# Request A
Write out, word for word, the part of the schema evolution text that begins at the words "Adding new columns" and stops after "for Structured Streaming.".
# Request B
Pick out each line of the records that contains the word "shell", and copy those lines.

# Document text
# # # # #
Update table schemas with schema evolution

Tables support schema evolution, allowing modifications to table structure as data requirements change. The following types of changes are supported:

Adding new columns at arbitrary positions
Reordering existing columns
Renaming existing columns
Type widening existing columns, see Widen types with automatic schema evolution

Make these changes explicitly using DDL or implicitly using DML.

Important

Schema updates conflict with all concurrent write operations. Databricks recommends coordinating schema changes to avoid write conflicts.

Updating a table schema terminates any streams reading from that table. To continue processing, restart the stream using the methods described in Production considerations for Structured Streaming.

Manual schema changes

Use ALTER TABLE statements to explicitly change a table's schema without writing new data.

Add columns

Use ALTER TABLE ... ADD COLUMNS to add one or more columns to an existing table, optionally specifying position and a comment:

ALTER TABLE table_name ADD COLUMNS (col_name data_type [COMMENT col_comment] [FIRST|AFTER colA_name], ...)

By default, nullability is true.

Example: Add nested fields

Adding nested columns is supported only for structs. Arrays and maps are not supported.

To add a column to a nested field, use:

ALTER TABLE table_name ADD COLUMNS (col_name.nested_col_name data_type [COMMENT col_comment] [FIRST|AFTER colA_name], ...)

For example, if the schema before running ALTER TABLE boxes ADD COLUMNS (colB.nested STRING AFTER field1) is:

- root
| - colA
| - colB
| +-field1
| +-field2

the schema after is:

- root
| - colA
| - colB
| +-field1
| +-nested
| +-field2

Change column comments and ordering

Use ALTER TABLE ... ALTER COLUMN to update a column's comment or reorder it relative to other columns:

ALTER TABLE table_name ALTER [COLUMN] col_name (COMMENT col_comment | FIRST | AFTER colA_name)
# # # # #
# Source data

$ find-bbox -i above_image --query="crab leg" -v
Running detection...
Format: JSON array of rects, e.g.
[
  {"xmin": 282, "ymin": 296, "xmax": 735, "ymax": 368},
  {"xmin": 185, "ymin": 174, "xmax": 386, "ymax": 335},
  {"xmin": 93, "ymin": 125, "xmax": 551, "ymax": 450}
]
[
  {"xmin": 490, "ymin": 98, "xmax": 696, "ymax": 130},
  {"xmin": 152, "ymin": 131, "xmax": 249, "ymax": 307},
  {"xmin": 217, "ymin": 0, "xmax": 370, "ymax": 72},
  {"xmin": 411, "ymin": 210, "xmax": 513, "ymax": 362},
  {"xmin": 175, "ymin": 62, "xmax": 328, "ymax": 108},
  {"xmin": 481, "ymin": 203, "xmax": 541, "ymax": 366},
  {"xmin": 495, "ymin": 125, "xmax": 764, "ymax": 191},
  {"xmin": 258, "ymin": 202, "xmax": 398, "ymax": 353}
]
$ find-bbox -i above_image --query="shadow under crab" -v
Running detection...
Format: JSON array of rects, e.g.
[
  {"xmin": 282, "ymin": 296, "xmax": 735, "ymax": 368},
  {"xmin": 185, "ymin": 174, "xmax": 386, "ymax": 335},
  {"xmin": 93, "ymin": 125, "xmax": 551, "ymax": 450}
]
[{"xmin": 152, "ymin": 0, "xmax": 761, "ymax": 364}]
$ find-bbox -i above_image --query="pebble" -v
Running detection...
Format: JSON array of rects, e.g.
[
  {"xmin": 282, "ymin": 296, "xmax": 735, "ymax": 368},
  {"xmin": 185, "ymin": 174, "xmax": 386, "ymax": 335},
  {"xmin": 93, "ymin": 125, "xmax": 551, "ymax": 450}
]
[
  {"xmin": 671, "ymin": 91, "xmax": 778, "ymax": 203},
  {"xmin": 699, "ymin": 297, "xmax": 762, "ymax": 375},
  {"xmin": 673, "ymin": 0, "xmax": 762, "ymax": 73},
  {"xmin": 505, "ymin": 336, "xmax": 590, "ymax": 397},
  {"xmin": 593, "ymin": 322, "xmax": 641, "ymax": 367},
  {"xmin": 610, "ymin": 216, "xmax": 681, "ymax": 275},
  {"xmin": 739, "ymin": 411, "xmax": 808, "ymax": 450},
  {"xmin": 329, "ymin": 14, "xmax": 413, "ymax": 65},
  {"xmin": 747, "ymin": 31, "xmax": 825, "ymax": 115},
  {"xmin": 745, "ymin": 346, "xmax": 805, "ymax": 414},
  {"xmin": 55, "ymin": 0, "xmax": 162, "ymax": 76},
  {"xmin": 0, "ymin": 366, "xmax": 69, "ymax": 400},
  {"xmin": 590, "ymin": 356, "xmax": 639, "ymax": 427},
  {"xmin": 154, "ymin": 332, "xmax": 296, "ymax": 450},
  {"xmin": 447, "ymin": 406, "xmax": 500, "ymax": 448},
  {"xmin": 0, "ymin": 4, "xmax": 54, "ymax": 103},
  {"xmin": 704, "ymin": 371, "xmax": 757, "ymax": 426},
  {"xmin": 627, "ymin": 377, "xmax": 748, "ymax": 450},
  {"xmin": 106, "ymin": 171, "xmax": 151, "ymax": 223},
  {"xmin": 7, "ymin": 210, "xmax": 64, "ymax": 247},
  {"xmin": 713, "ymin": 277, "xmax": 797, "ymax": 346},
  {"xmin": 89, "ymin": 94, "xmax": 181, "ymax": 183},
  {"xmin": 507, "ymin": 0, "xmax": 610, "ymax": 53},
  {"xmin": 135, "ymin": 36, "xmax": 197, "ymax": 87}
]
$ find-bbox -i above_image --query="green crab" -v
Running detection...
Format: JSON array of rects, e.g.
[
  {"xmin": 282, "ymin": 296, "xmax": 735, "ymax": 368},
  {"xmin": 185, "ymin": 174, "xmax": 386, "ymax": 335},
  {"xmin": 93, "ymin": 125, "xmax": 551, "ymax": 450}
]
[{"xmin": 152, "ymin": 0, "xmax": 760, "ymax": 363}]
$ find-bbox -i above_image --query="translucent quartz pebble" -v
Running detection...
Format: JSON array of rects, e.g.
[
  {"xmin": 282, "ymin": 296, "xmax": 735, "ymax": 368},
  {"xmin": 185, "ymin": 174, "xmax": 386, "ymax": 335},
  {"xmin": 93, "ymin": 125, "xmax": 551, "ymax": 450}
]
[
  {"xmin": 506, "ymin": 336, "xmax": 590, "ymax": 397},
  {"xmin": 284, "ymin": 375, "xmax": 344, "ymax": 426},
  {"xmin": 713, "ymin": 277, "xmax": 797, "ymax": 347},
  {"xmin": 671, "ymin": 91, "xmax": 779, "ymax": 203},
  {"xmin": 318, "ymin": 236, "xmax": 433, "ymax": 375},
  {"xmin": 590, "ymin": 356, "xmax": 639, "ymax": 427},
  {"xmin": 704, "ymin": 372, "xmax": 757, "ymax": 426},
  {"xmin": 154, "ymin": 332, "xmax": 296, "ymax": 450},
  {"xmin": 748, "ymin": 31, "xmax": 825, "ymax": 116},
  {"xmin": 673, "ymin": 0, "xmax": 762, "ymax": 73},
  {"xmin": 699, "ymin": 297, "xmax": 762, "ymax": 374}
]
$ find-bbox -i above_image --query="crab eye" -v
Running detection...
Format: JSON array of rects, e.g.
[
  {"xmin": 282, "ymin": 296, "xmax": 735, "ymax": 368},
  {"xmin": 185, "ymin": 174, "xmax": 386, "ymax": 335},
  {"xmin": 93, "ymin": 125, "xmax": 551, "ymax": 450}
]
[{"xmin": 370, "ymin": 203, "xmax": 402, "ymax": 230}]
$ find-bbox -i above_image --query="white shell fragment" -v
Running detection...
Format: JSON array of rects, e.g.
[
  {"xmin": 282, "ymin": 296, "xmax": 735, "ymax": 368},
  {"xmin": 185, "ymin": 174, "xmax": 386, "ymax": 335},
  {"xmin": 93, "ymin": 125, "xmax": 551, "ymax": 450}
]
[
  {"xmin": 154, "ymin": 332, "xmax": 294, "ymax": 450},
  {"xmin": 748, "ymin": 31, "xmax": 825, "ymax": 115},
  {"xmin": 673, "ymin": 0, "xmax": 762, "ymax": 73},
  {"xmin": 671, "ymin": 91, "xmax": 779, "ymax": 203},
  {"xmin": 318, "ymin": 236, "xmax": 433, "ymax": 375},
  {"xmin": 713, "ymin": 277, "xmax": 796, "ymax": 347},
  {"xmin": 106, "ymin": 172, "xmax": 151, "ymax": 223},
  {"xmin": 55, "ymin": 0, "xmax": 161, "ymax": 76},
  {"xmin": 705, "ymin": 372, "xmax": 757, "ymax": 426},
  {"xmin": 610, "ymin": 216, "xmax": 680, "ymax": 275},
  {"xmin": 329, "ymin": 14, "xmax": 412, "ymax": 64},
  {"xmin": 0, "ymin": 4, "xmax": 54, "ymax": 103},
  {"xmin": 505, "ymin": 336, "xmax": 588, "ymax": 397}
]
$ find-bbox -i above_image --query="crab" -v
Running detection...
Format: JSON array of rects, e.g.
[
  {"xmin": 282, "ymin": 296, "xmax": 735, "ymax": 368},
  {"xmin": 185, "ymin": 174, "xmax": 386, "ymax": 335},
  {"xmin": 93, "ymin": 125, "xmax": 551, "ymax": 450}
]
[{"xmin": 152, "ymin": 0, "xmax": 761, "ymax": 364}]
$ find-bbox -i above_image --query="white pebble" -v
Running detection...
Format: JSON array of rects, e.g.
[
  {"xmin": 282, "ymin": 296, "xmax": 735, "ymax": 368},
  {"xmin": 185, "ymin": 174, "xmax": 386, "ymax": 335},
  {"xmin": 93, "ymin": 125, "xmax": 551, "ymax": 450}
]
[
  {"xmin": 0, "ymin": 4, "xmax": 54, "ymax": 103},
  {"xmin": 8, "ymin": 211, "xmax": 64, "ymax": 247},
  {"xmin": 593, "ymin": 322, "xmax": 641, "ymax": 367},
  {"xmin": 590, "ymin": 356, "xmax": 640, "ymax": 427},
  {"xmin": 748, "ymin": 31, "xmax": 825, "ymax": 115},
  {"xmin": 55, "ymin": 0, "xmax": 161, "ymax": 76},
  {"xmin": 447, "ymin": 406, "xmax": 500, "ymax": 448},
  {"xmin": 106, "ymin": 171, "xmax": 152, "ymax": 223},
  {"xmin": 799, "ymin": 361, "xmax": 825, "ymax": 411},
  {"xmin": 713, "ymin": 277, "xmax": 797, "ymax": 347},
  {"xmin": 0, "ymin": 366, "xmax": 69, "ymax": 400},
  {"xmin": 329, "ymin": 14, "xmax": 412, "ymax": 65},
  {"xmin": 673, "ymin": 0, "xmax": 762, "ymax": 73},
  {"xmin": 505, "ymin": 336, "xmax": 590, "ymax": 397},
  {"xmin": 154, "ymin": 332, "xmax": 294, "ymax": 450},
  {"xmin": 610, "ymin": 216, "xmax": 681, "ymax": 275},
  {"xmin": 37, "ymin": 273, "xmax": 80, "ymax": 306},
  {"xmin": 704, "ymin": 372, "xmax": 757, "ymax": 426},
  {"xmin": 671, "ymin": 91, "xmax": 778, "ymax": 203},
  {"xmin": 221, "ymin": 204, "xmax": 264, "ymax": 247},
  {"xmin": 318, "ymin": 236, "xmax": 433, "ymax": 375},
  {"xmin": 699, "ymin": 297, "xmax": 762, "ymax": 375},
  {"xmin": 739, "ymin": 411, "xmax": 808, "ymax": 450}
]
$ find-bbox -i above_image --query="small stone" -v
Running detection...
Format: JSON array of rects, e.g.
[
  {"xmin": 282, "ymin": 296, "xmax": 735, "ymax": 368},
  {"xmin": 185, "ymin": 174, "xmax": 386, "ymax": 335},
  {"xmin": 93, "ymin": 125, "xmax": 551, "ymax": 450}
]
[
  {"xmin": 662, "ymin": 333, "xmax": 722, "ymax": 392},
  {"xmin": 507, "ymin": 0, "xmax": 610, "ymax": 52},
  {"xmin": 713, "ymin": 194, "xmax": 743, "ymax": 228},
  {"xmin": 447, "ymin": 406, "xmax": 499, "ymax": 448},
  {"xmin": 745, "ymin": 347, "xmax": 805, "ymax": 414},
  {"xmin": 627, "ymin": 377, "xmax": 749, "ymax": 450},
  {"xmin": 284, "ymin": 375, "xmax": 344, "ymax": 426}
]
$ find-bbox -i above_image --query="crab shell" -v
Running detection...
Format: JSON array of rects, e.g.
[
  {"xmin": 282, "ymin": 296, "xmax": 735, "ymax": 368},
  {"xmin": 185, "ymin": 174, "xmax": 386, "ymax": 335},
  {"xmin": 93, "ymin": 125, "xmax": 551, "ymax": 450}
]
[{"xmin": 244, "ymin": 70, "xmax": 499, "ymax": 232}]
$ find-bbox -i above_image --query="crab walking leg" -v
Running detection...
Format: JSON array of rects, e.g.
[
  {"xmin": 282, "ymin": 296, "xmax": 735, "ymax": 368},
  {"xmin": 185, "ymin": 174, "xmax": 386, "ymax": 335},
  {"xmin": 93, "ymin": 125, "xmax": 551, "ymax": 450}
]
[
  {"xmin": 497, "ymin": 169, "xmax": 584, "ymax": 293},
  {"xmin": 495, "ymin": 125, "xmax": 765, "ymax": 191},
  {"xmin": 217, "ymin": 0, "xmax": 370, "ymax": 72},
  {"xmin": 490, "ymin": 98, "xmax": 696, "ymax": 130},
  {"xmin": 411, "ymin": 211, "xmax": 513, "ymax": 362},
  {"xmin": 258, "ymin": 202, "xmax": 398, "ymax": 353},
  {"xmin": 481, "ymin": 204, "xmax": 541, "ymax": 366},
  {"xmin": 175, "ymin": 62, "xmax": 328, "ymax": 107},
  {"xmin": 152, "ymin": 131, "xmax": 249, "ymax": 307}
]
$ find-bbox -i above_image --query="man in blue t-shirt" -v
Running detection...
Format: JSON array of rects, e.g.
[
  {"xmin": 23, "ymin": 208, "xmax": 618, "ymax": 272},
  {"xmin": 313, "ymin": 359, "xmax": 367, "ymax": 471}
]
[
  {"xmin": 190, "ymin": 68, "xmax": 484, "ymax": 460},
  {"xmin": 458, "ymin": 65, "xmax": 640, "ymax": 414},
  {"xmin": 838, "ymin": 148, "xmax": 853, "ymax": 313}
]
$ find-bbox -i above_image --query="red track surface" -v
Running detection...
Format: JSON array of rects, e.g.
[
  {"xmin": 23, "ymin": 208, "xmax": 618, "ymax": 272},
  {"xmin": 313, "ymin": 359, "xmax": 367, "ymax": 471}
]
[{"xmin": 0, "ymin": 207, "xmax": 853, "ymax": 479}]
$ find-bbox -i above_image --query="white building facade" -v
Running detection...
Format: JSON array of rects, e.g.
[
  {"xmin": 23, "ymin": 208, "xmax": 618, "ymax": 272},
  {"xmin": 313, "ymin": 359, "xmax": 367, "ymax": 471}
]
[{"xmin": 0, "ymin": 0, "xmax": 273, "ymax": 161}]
# # # # #
# Response A
Adding new columns at arbitrary positions
Reordering existing columns
Renaming existing columns
Type widening existing columns, see Widen types with automatic schema evolution

Make these changes explicitly using DDL or implicitly using DML.

Important

Schema updates conflict with all concurrent write operations. Databricks recommends coordinating schema changes to avoid write conflicts.

Updating a table schema terminates any streams reading from that table. To continue processing, restart the stream using the methods described in Production considerations for Structured Streaming.

# Response B
$ find-bbox -i above_image --query="white shell fragment" -v
$ find-bbox -i above_image --query="crab shell" -v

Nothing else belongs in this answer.